Required task:
List every river named in the fishing news below.

Excerpt:
Angler lands record largemouth bass
J.J. Schillinger, of Post Falls, recently landed a new catch-and-release record largemouth bass. As an avid bass fisherman, Schillinger was competing in the Panhandle Bass Anglers Fall Open tournament on October 19, when he hooked the 25-inch bass in Cave Lake.
Cave Lake is one of a dozen chain lakes along the Coeur d’Alene river, most of which are known for quality largemouth fishing. J.J.’s new record bass beats the previous record of 23.75 inches set by Dale Stratton at Sawyers Pond (near Emmett) in May 2017.
Catch-and-release records were first available starting in 2016. Records are based on the total length of the fish. While most are never weighed, this one was weighed during the tournament event at 9.7 lbs. That puts it within striking distance of the official certified weight record largemouth bass of 10.9 lbs caught in Anderson Lake, another one of the Coeur d’Alene chain lakes nearby.
Smaller steelhead bag limits extended
On Nov. 15, the Idaho Fish and Game Commission extended the current bag limits for steelhead fishing (one fish per day, three in possession) on portions of the Snake, Salmon and Little Salmon rivers for the 2020 spring steelhead season, which begins January 1.

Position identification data
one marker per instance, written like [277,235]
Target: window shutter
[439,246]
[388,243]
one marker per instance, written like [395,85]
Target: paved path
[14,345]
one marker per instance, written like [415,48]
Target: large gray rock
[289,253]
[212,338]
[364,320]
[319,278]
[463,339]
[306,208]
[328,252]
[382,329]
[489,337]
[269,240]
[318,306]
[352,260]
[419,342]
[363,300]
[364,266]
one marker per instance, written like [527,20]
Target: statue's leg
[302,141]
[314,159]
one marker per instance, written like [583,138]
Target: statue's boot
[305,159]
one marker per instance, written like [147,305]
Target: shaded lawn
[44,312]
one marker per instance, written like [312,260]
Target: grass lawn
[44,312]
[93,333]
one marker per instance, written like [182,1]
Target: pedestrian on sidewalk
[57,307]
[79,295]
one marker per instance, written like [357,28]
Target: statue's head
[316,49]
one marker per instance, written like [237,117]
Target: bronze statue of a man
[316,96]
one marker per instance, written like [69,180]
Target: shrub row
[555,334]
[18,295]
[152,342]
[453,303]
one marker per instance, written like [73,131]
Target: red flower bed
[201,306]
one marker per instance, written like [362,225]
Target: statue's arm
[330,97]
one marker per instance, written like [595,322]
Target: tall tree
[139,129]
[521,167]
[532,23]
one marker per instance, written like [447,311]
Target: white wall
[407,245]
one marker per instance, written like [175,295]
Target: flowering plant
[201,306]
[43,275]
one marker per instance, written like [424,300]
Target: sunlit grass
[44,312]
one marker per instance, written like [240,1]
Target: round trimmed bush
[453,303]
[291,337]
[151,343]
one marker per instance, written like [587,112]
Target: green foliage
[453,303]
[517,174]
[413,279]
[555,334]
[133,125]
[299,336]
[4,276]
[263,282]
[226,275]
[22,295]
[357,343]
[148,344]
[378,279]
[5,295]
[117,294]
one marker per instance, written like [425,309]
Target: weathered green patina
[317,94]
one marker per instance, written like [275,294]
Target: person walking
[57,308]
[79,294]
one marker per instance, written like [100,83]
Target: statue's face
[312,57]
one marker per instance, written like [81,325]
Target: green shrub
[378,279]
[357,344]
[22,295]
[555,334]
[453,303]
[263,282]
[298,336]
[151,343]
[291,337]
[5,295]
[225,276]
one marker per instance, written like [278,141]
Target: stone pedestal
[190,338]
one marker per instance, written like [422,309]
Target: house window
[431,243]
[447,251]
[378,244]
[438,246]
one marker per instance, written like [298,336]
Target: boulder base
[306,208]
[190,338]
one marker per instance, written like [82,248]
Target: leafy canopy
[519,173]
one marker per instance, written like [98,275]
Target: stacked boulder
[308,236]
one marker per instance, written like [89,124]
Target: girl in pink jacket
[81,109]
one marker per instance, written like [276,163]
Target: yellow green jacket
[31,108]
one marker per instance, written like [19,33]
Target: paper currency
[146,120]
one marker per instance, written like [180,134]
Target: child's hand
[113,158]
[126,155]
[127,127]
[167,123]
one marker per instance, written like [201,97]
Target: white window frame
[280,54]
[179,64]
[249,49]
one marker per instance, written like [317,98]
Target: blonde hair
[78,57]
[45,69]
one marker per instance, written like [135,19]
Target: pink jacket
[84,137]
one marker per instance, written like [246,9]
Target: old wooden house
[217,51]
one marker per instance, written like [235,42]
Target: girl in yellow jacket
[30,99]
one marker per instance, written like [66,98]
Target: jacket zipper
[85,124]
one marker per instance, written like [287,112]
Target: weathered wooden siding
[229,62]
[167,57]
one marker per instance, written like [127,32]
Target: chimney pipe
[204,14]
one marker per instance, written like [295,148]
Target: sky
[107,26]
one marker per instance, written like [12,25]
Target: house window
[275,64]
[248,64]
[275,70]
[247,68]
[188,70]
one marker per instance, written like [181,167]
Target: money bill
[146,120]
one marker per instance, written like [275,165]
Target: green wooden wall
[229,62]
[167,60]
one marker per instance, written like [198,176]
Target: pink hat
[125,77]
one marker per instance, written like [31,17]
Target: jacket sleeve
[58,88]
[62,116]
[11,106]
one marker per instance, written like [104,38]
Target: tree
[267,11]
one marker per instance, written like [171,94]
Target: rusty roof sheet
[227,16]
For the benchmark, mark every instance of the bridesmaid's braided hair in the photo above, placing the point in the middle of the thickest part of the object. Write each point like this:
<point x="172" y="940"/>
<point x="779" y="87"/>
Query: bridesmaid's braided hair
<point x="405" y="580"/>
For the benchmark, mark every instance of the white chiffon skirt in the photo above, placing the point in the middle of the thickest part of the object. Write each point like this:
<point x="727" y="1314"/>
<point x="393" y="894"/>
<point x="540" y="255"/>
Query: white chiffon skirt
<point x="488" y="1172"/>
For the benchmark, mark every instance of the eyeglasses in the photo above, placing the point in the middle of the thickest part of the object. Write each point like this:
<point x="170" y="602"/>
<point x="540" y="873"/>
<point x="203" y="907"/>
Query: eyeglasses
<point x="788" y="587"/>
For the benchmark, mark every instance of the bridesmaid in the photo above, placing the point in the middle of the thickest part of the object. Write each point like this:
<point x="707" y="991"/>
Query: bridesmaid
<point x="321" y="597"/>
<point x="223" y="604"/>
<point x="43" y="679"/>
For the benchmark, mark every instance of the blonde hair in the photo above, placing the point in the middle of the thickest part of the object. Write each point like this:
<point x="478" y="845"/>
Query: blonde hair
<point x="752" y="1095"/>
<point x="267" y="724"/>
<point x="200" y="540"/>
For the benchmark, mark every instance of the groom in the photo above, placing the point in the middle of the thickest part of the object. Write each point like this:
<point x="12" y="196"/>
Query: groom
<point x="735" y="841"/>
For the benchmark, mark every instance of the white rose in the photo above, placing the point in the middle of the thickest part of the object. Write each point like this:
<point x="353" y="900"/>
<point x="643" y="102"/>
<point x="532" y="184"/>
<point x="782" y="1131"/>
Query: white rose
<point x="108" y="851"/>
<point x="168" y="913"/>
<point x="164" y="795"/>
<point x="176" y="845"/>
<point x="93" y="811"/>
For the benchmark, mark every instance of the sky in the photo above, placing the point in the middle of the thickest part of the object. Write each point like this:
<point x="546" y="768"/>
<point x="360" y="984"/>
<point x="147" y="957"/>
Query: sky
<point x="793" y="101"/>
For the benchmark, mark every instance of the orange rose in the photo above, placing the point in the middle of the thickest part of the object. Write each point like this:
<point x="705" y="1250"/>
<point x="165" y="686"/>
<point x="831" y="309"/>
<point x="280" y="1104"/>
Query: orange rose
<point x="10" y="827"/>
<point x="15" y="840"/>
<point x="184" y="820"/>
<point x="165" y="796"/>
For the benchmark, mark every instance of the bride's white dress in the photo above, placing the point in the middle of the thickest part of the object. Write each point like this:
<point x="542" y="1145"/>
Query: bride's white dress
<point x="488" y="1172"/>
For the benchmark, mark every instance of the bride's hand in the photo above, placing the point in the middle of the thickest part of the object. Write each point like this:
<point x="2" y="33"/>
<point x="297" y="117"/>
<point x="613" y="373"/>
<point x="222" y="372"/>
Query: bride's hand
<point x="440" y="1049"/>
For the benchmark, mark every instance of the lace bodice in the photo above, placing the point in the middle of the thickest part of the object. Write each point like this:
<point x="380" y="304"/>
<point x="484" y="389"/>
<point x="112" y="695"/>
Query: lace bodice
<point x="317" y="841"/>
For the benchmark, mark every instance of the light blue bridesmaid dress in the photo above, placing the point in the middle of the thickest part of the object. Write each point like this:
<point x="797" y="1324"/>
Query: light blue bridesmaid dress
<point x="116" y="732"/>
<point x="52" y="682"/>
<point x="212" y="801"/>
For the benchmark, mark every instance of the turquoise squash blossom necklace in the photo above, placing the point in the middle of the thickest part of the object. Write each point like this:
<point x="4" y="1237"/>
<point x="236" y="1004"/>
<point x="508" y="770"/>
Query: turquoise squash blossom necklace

Reply to the task:
Coeur d’Alene River, Snake River, Salmon River, Little Salmon River